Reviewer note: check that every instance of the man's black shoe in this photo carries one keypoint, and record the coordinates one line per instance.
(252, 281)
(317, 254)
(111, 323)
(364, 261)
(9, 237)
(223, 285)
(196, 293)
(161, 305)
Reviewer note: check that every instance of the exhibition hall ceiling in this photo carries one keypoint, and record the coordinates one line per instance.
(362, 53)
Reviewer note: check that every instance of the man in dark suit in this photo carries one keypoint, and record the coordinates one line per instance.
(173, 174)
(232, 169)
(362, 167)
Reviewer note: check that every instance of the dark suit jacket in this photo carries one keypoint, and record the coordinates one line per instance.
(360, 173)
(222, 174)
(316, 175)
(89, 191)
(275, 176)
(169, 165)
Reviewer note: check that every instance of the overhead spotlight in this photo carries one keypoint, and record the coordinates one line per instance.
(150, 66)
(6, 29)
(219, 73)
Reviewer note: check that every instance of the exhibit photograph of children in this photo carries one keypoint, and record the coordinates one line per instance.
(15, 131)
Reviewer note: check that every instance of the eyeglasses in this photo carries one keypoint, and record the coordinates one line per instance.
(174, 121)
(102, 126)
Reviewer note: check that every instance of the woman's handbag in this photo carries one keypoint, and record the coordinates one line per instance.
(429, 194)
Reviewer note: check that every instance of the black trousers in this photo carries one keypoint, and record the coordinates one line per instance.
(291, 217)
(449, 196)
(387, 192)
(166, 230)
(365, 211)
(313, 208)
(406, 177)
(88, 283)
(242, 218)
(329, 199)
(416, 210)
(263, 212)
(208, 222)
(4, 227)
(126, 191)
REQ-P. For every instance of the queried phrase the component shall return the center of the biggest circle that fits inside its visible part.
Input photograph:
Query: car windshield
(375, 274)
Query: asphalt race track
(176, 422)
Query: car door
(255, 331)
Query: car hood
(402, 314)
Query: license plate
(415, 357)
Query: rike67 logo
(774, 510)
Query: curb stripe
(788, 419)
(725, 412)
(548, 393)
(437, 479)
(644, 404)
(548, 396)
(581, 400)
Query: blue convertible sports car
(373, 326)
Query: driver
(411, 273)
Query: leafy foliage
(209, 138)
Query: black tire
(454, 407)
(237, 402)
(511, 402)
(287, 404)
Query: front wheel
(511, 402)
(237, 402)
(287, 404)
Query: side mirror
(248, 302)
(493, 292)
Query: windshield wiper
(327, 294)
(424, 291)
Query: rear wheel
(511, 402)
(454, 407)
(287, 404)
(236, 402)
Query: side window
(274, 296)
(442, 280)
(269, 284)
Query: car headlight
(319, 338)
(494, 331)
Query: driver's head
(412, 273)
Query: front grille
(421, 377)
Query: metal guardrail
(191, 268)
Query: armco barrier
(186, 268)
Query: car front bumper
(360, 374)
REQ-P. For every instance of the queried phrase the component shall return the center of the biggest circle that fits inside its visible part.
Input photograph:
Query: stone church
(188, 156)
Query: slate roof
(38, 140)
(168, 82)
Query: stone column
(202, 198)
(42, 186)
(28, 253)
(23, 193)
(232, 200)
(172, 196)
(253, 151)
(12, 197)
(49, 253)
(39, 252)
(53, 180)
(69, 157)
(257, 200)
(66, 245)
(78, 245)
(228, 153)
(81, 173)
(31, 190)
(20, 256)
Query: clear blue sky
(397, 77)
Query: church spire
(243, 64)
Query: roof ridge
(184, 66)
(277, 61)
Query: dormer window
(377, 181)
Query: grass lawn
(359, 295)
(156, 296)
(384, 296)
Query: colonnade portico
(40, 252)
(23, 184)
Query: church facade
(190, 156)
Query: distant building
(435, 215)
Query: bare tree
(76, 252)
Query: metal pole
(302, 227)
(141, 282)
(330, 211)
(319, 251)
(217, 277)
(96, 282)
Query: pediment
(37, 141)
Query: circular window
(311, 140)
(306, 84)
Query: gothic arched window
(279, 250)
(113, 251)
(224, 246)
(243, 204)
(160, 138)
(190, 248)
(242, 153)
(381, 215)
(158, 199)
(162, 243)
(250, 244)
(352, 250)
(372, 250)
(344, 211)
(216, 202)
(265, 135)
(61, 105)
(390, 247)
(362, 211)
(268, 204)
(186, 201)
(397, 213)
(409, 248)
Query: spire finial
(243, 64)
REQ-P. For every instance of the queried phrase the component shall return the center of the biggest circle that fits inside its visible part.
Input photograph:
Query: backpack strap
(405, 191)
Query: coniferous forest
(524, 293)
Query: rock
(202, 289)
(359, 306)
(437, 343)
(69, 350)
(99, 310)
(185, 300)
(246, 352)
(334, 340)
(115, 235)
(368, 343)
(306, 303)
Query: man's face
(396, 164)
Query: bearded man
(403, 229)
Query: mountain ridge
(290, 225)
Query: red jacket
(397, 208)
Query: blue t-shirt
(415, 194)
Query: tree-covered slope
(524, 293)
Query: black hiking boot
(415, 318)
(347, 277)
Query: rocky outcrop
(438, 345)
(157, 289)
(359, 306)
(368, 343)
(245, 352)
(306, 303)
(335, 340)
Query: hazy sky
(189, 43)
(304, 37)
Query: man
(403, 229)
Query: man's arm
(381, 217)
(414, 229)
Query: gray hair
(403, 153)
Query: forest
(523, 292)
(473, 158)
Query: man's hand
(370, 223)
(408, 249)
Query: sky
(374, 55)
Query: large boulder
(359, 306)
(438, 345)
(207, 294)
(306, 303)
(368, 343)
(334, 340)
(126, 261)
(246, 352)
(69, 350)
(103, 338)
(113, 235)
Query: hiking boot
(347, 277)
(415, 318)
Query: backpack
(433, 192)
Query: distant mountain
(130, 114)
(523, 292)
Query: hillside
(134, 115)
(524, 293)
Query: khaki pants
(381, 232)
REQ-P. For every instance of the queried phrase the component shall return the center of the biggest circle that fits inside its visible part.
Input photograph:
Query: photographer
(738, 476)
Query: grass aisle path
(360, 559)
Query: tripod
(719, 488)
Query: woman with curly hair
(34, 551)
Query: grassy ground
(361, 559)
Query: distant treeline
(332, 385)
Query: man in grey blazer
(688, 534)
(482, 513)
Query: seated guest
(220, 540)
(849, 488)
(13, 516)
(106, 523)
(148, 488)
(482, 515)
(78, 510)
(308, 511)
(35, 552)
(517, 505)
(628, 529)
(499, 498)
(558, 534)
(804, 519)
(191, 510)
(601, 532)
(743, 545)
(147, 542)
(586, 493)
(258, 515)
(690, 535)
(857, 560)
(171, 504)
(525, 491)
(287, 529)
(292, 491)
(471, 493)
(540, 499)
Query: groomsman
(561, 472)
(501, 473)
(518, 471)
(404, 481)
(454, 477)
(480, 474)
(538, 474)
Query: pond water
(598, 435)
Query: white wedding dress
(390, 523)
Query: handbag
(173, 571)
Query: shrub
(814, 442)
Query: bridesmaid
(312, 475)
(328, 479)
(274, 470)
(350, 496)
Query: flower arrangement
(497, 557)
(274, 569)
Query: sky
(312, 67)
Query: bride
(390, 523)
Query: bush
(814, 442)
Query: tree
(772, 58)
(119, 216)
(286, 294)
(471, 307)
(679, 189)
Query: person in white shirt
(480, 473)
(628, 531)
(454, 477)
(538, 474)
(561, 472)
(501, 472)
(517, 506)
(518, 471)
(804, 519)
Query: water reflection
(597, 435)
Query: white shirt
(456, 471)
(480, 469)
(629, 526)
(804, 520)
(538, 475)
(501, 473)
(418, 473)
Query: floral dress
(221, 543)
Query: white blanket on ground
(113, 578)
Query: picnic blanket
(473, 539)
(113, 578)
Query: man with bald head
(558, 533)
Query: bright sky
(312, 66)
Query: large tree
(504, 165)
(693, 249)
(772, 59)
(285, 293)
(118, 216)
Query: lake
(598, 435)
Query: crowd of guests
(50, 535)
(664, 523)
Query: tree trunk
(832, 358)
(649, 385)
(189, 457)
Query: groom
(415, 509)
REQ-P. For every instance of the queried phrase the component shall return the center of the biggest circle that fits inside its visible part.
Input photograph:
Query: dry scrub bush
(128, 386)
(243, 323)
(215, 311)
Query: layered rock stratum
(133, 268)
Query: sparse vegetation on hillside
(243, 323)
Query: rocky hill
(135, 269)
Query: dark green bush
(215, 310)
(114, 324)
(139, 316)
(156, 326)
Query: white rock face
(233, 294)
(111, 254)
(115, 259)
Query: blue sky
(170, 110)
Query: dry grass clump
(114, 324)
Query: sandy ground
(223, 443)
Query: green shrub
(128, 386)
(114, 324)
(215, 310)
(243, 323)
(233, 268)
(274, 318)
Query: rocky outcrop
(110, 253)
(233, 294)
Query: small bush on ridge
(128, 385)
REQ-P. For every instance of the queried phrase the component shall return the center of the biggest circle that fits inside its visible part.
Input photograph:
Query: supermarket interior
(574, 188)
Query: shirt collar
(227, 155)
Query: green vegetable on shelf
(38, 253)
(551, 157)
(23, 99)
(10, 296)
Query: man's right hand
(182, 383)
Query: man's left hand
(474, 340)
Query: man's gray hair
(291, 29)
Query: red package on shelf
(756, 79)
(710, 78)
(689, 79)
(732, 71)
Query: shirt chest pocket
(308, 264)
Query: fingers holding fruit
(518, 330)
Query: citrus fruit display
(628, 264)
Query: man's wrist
○ ○ ○
● PROBLEM REQUIREMENTS
Write out exactly the lines from the one containing "Query: sparse vegetation on hillside" through the end of the data, both included. Add nothing else.

● REPLY TO THE EXERCISE
Query: sparse vegetation on hillside
(243, 323)
Query: rocky hill
(135, 269)
Query: dark green bush
(215, 310)
(114, 324)
(139, 316)
(156, 326)
Query: white rock face
(233, 294)
(111, 254)
(115, 259)
Query: blue sky
(170, 110)
Query: dry grass clump
(114, 324)
Query: sandy ground
(223, 443)
Query: green shrub
(128, 386)
(114, 324)
(215, 310)
(243, 323)
(233, 268)
(274, 318)
Query: rocky outcrop
(110, 253)
(233, 294)
Query: small bush on ridge
(128, 385)
REQ-P. For every instance of the queried phrase the component shall return the center of the biggest circle that fits inside its visible part.
Input photograph:
Query: supermarket interior
(574, 188)
Query: shirt collar
(227, 155)
Query: green vegetable on shelf
(38, 253)
(551, 157)
(23, 99)
(10, 296)
Query: man's right hand
(182, 383)
Query: man's left hand
(474, 340)
Query: man's gray hair
(291, 29)
Query: red package on shelf
(756, 79)
(710, 78)
(689, 79)
(732, 71)
Query: shirt chest pocket
(308, 264)
Query: fingers holding fruit
(518, 330)
Query: citrus fruit display
(628, 264)
Query: man's wrist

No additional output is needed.